══ Data supplied ══

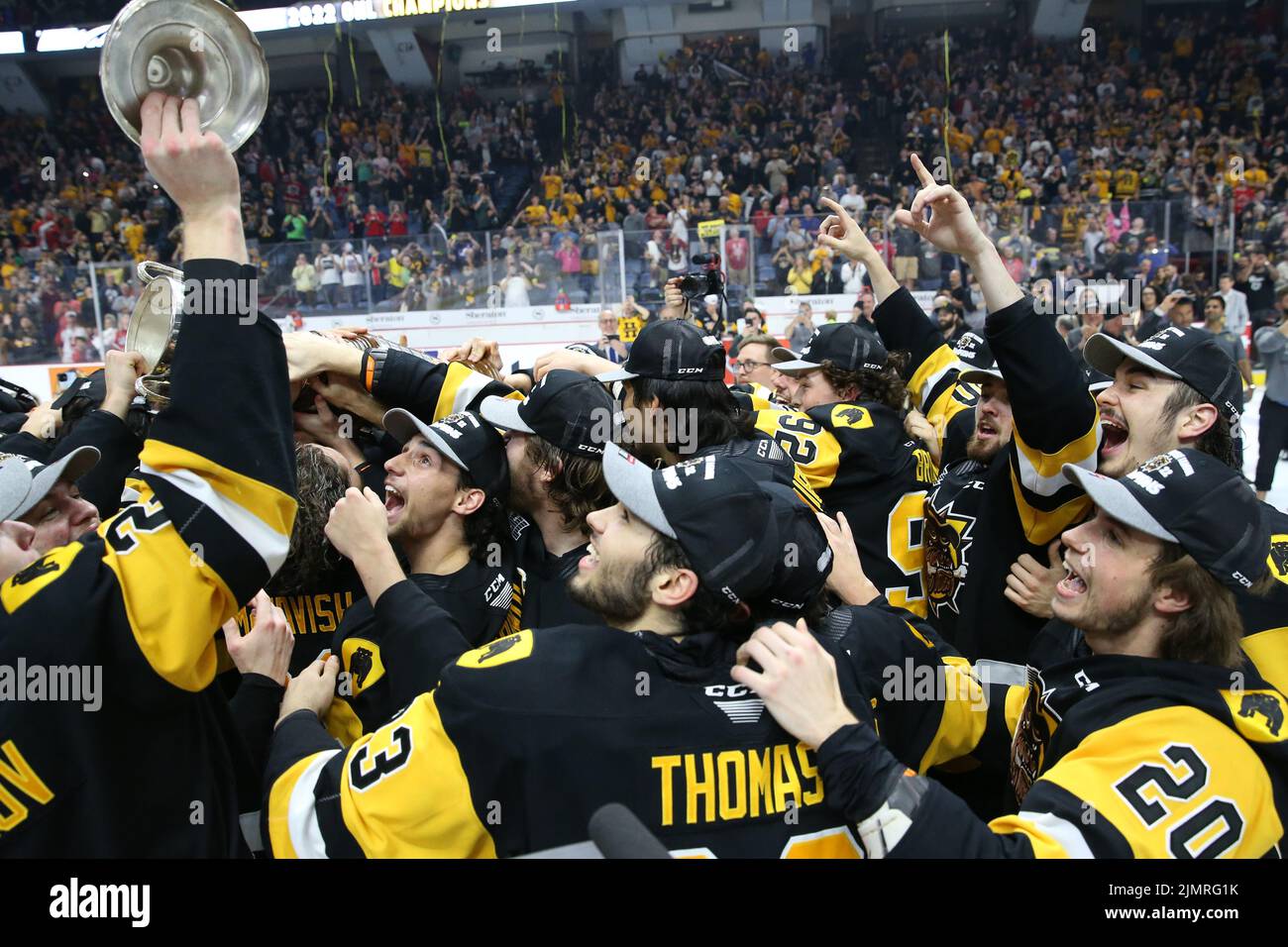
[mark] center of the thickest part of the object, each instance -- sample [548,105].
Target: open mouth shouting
[1115,436]
[1072,585]
[986,429]
[394,504]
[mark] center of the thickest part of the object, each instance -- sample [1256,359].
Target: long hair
[312,560]
[884,386]
[1218,440]
[487,530]
[719,416]
[708,609]
[1210,630]
[578,486]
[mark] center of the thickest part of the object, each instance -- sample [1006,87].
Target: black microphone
[618,834]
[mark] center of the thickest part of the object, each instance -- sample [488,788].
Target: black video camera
[706,281]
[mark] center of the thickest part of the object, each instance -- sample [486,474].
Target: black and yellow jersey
[1111,757]
[754,395]
[858,459]
[932,368]
[430,390]
[1265,618]
[387,656]
[313,616]
[906,669]
[765,462]
[546,602]
[982,519]
[127,754]
[523,740]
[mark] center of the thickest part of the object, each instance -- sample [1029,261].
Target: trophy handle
[146,270]
[155,390]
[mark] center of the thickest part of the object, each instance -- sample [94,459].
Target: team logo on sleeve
[1258,715]
[1031,736]
[498,652]
[362,667]
[945,541]
[1278,558]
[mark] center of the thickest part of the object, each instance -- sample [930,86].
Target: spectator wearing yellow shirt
[993,138]
[535,211]
[800,275]
[571,201]
[553,183]
[133,236]
[399,273]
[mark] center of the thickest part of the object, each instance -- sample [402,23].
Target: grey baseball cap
[25,480]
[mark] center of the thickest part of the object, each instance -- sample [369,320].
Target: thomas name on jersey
[726,785]
[307,615]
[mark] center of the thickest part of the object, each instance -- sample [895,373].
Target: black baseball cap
[25,480]
[721,518]
[465,440]
[846,344]
[974,352]
[570,410]
[1189,355]
[1096,380]
[1196,501]
[673,351]
[802,571]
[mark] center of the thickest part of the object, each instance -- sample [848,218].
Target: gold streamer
[948,90]
[326,125]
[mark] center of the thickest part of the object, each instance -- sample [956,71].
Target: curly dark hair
[708,609]
[487,530]
[1216,441]
[312,560]
[884,386]
[578,486]
[719,416]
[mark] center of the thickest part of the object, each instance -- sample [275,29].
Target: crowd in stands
[1126,161]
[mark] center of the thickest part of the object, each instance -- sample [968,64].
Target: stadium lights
[73,38]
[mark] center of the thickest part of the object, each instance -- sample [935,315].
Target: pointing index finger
[835,208]
[922,174]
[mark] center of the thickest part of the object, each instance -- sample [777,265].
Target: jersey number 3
[382,762]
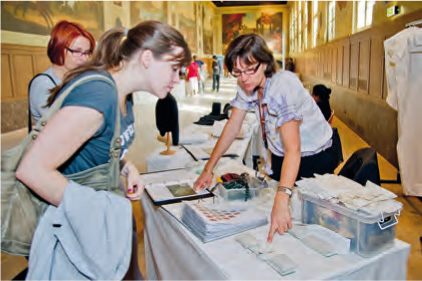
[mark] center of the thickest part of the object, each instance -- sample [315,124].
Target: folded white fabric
[280,263]
[191,138]
[321,239]
[370,198]
[218,127]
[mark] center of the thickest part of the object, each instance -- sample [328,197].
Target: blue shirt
[102,97]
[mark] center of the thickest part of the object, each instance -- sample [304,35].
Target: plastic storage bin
[238,194]
[368,234]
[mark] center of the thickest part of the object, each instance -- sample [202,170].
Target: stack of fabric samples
[214,221]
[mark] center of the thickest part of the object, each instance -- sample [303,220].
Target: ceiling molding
[223,4]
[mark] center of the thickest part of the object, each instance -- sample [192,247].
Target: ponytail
[118,44]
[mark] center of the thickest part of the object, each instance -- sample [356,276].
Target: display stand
[168,151]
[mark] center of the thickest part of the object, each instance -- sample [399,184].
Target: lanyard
[262,122]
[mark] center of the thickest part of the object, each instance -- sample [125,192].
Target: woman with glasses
[78,138]
[292,126]
[70,45]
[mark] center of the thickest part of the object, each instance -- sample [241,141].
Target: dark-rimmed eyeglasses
[250,71]
[77,53]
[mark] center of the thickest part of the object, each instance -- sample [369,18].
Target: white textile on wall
[403,60]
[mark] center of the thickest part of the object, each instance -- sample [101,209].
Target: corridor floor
[191,109]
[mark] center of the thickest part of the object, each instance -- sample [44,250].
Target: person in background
[321,95]
[192,76]
[79,135]
[216,71]
[290,66]
[70,45]
[202,65]
[292,126]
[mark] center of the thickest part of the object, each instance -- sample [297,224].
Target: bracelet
[208,171]
[285,189]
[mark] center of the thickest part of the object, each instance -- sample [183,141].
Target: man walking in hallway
[216,69]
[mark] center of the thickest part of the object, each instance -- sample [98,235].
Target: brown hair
[119,44]
[250,48]
[62,36]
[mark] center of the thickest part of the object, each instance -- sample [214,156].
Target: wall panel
[364,60]
[340,65]
[6,82]
[354,65]
[376,66]
[346,64]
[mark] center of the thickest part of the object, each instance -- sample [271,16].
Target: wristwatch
[285,189]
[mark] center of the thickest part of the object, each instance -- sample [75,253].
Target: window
[331,19]
[364,13]
[315,22]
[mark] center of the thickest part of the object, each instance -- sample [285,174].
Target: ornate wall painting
[186,22]
[268,25]
[147,10]
[39,17]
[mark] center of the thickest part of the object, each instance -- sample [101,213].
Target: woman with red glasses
[292,126]
[70,45]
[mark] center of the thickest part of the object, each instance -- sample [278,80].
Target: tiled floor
[190,109]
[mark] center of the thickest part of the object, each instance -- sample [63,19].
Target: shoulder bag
[21,208]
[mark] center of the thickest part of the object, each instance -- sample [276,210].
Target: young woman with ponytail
[78,137]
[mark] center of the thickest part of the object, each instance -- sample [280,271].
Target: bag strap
[29,92]
[115,147]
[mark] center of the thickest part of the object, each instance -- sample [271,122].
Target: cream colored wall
[111,12]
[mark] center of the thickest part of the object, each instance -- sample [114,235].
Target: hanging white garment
[403,60]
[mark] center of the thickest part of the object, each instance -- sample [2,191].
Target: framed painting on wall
[39,17]
[147,10]
[268,25]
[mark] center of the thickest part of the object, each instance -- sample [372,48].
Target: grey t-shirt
[39,93]
[101,96]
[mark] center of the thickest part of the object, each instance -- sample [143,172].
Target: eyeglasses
[250,71]
[78,54]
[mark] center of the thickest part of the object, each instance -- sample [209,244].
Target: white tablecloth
[173,252]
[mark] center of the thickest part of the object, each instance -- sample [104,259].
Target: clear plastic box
[238,194]
[368,234]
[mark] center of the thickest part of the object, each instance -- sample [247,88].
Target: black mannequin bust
[167,120]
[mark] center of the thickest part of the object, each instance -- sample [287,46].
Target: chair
[362,166]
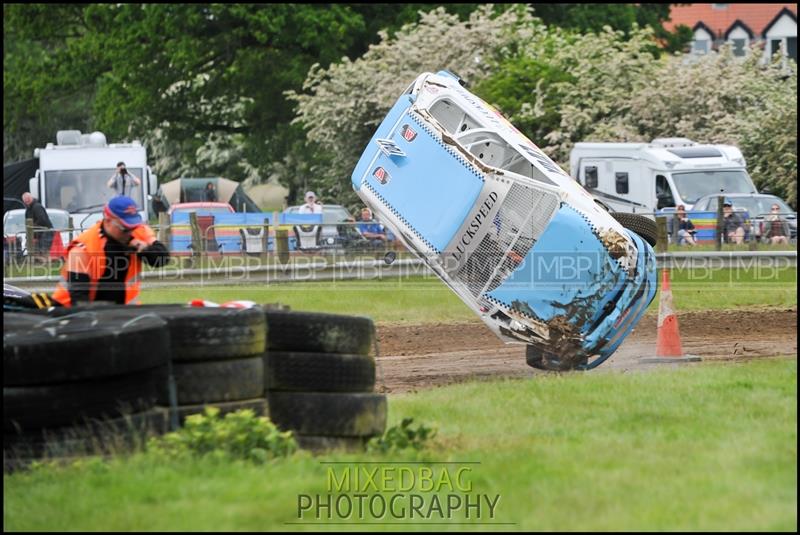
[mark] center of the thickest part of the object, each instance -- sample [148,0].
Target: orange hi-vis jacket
[94,243]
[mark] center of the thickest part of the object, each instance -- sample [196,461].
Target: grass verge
[428,300]
[710,447]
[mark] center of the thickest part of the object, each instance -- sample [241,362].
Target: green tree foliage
[341,106]
[605,87]
[560,87]
[583,18]
[202,85]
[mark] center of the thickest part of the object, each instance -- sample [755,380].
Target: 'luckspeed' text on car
[512,234]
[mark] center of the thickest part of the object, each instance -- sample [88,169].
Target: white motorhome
[73,175]
[646,177]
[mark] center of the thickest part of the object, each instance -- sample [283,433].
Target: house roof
[756,17]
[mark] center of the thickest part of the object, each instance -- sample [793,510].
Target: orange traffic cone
[668,344]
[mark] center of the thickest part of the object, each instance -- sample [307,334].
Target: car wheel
[641,225]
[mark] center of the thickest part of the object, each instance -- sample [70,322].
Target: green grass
[426,299]
[711,447]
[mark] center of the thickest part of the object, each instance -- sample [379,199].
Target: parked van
[646,177]
[73,173]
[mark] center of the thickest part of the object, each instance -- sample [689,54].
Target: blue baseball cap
[124,209]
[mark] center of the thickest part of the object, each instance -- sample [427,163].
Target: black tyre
[318,372]
[641,225]
[545,360]
[319,333]
[40,407]
[213,381]
[329,414]
[80,347]
[200,333]
[257,405]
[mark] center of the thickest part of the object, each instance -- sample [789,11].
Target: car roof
[739,195]
[207,204]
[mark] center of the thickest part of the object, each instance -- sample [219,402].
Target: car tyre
[641,225]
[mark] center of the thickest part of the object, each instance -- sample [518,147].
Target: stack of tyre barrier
[320,379]
[76,384]
[216,356]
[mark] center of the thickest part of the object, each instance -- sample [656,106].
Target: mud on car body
[512,234]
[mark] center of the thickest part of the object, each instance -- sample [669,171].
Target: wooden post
[720,224]
[282,245]
[674,230]
[265,240]
[164,229]
[662,241]
[29,239]
[197,242]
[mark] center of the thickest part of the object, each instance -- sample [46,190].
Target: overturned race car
[513,235]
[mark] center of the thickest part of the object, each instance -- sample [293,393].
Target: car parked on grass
[758,207]
[513,235]
[337,230]
[15,237]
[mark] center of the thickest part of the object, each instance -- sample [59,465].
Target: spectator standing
[211,192]
[311,206]
[686,230]
[776,229]
[104,262]
[733,224]
[123,181]
[370,228]
[42,238]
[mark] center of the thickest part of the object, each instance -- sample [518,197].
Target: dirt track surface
[422,356]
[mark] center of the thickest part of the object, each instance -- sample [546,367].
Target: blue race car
[512,234]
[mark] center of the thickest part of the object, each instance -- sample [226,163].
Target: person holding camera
[123,181]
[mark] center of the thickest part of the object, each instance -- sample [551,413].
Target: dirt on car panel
[615,243]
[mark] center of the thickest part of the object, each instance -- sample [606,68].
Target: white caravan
[646,177]
[73,175]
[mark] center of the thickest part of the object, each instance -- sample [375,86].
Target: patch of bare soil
[422,356]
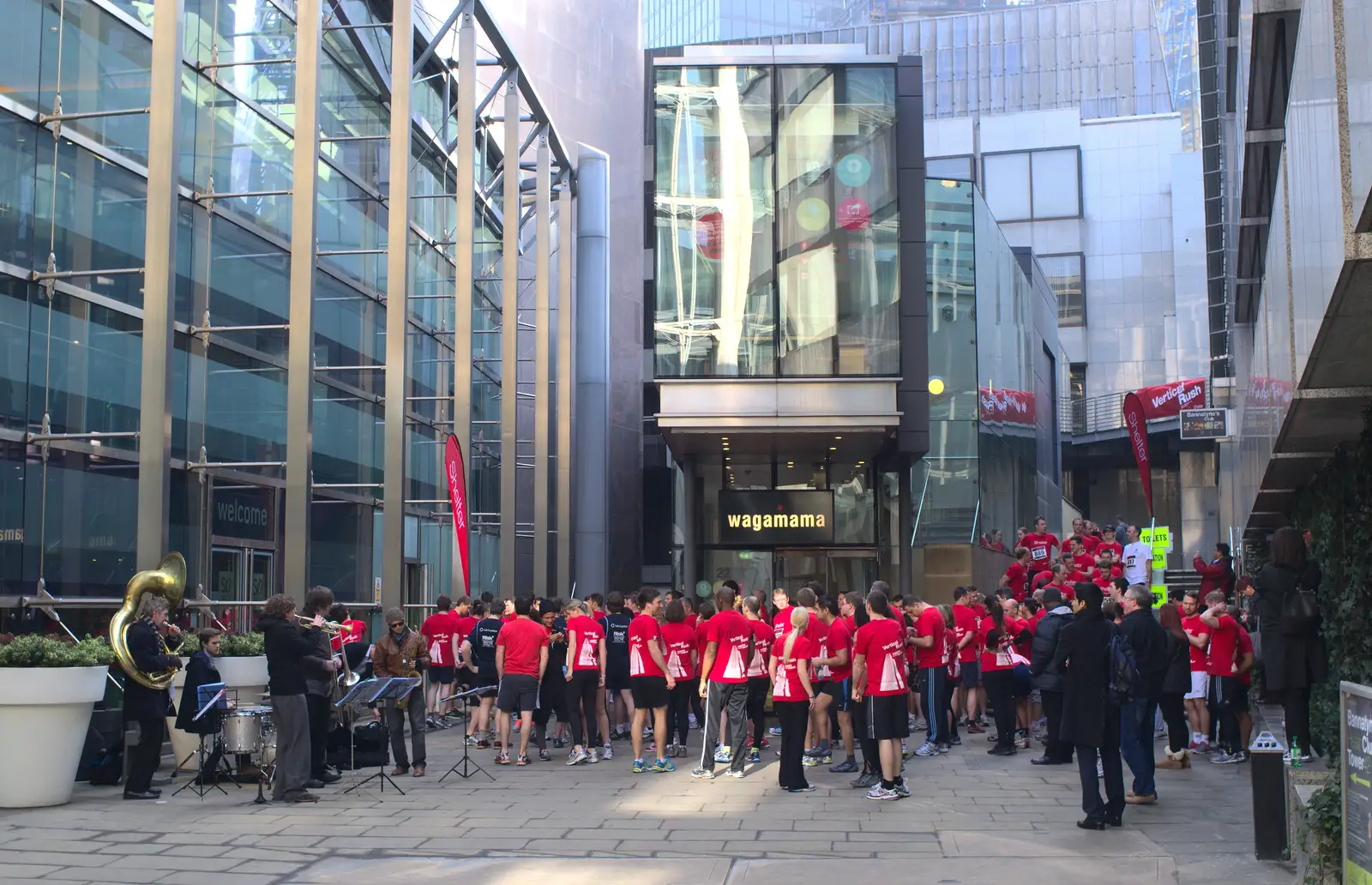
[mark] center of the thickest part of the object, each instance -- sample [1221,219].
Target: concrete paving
[973,818]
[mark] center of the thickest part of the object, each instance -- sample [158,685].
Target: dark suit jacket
[141,703]
[199,671]
[1081,653]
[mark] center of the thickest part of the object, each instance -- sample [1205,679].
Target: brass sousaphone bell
[166,581]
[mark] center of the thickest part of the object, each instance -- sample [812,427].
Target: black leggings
[581,693]
[1001,693]
[678,711]
[1175,713]
[758,707]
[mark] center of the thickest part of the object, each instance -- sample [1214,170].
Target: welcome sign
[775,518]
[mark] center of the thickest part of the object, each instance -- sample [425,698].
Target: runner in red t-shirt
[880,681]
[1040,544]
[1198,635]
[724,683]
[649,681]
[585,679]
[521,660]
[1017,576]
[439,631]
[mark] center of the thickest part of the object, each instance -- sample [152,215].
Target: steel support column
[299,384]
[542,356]
[509,335]
[463,261]
[397,280]
[566,384]
[159,288]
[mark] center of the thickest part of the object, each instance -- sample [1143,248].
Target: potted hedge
[244,669]
[47,690]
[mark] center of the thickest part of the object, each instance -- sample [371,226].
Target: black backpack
[1122,669]
[1300,611]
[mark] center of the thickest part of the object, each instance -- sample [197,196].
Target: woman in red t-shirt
[792,700]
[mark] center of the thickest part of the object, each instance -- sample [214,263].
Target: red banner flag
[457,494]
[1136,424]
[1165,401]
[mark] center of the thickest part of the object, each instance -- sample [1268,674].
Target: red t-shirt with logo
[1197,628]
[679,641]
[788,686]
[438,630]
[1040,549]
[1245,648]
[642,633]
[589,633]
[1225,641]
[965,622]
[930,623]
[763,640]
[521,638]
[882,642]
[840,638]
[731,631]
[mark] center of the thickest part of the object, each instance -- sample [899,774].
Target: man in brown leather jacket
[401,652]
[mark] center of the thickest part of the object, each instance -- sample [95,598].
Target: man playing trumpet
[404,653]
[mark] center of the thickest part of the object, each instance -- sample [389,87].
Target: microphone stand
[466,768]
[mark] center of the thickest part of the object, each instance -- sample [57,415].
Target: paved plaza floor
[973,818]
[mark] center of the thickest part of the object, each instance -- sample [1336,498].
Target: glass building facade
[77,79]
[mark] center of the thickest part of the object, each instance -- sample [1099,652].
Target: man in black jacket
[290,658]
[143,706]
[1150,652]
[1049,678]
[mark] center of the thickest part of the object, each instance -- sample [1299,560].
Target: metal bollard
[1269,803]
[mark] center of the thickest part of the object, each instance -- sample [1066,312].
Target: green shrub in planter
[40,651]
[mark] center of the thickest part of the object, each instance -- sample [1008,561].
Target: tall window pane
[713,223]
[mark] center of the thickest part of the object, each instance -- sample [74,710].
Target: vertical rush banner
[457,494]
[1136,424]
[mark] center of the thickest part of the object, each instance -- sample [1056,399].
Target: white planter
[45,717]
[242,676]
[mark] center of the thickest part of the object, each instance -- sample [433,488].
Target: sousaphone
[166,581]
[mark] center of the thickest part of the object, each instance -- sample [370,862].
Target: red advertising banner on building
[457,494]
[1136,424]
[1006,406]
[1166,401]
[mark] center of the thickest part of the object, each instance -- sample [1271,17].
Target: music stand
[388,690]
[464,768]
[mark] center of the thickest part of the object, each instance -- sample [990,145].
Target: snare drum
[244,729]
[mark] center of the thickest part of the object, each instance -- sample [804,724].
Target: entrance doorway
[240,575]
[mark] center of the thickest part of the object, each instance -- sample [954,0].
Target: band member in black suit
[202,671]
[143,706]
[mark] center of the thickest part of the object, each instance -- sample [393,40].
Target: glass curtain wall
[70,357]
[775,221]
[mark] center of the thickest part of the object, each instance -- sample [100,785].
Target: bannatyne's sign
[775,518]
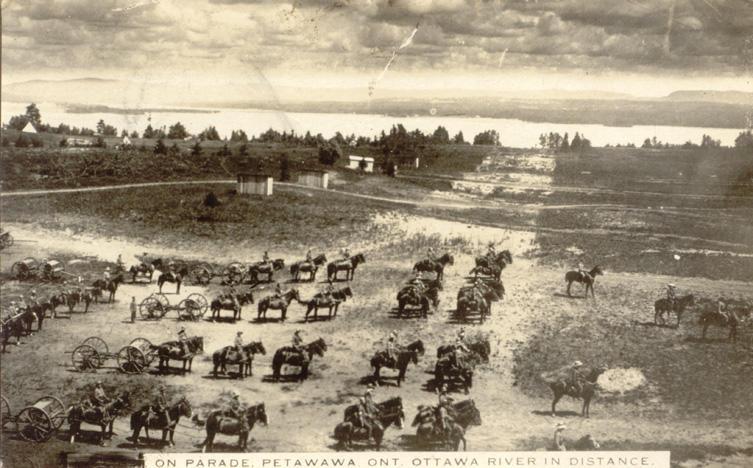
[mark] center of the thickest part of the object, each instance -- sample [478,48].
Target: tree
[744,139]
[488,137]
[440,136]
[329,153]
[177,131]
[284,168]
[160,147]
[33,115]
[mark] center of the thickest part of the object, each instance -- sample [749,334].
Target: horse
[110,286]
[587,391]
[307,267]
[405,355]
[279,303]
[463,414]
[95,416]
[732,319]
[223,303]
[349,265]
[389,412]
[481,347]
[663,306]
[586,279]
[287,355]
[332,302]
[145,269]
[173,350]
[230,355]
[145,418]
[423,298]
[172,277]
[267,268]
[501,259]
[219,423]
[449,370]
[472,299]
[435,266]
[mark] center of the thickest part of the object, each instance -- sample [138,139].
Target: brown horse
[388,413]
[230,355]
[462,414]
[735,315]
[279,303]
[332,302]
[664,306]
[110,286]
[586,279]
[307,267]
[421,297]
[289,356]
[405,356]
[173,277]
[173,350]
[95,416]
[586,392]
[435,266]
[265,268]
[220,423]
[348,265]
[147,418]
[225,303]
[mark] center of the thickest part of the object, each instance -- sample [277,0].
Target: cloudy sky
[637,46]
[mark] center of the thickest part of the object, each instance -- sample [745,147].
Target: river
[513,132]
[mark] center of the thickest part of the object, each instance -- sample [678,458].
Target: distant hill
[725,97]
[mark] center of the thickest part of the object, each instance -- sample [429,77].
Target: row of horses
[20,322]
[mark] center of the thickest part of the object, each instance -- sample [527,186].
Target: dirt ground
[648,405]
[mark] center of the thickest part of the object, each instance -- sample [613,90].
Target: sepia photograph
[376,233]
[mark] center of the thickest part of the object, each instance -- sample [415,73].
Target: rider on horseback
[442,417]
[672,295]
[236,409]
[183,340]
[392,346]
[297,342]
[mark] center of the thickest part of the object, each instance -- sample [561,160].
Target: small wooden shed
[314,178]
[255,184]
[355,162]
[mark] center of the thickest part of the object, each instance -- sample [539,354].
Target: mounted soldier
[183,340]
[442,416]
[297,342]
[392,347]
[237,409]
[672,295]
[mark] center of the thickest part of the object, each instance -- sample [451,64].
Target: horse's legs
[557,397]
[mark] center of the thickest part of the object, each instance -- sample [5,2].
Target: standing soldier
[297,341]
[133,309]
[239,343]
[183,340]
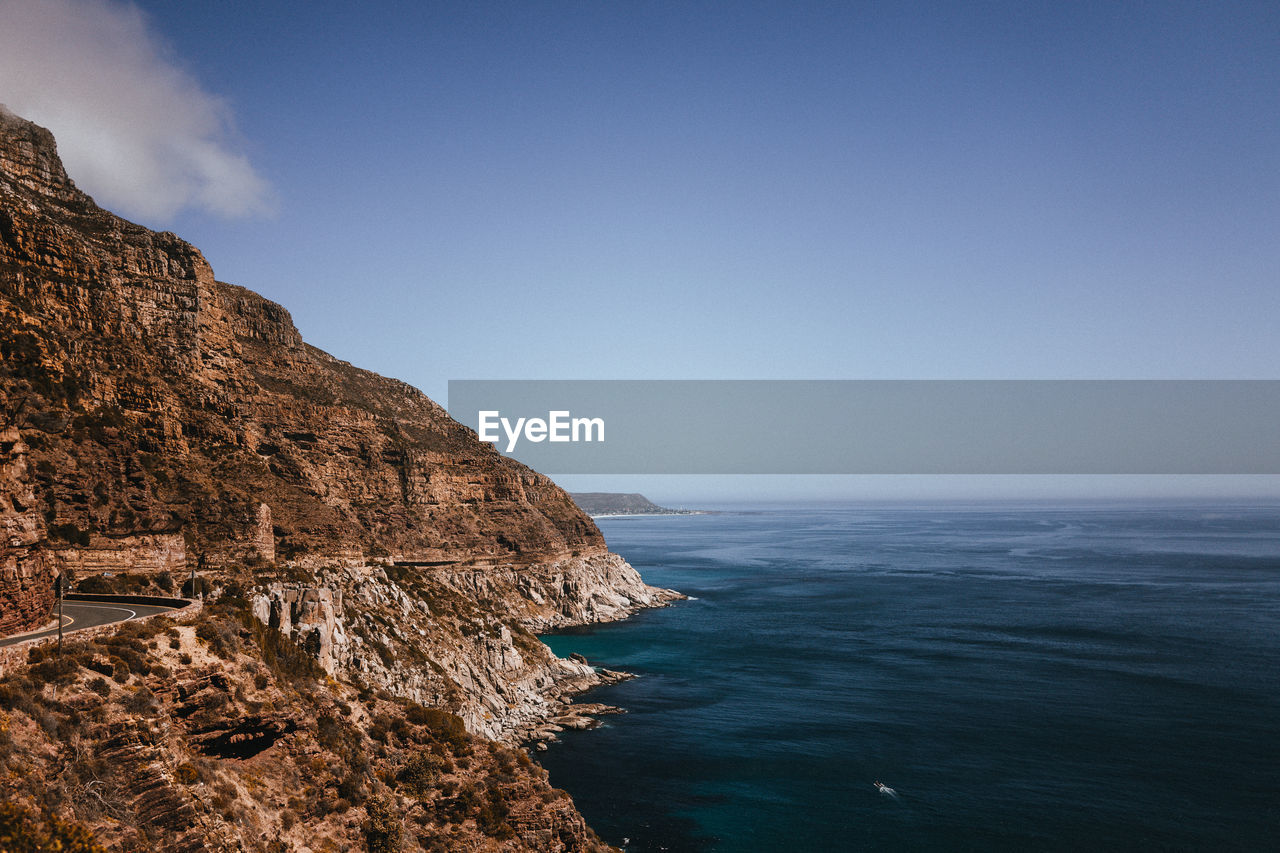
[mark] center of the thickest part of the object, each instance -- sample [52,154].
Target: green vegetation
[26,831]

═══

## The task
Beginning with the line above that contains "-- sample [935,315]." and finishing with the line that contains "-- sample [328,197].", print those lines exactly and only. Skip all pictures.

## Response to the exercise
[mark] center of the thickest part of the object, each instance -- sample [935,315].
Target: pointing index finger
[835,208]
[922,174]
[mark] center of the thickest part of the object, each instance -- sample [777,265].
Target: jersey number 3
[382,762]
[mark] center of the thickest part of the object, each instance -- sample [315,124].
Target: folded white fabric
[280,263]
[191,138]
[321,239]
[370,198]
[218,127]
[mark] center of the thickest part of the object, each instance -- sample [328,197].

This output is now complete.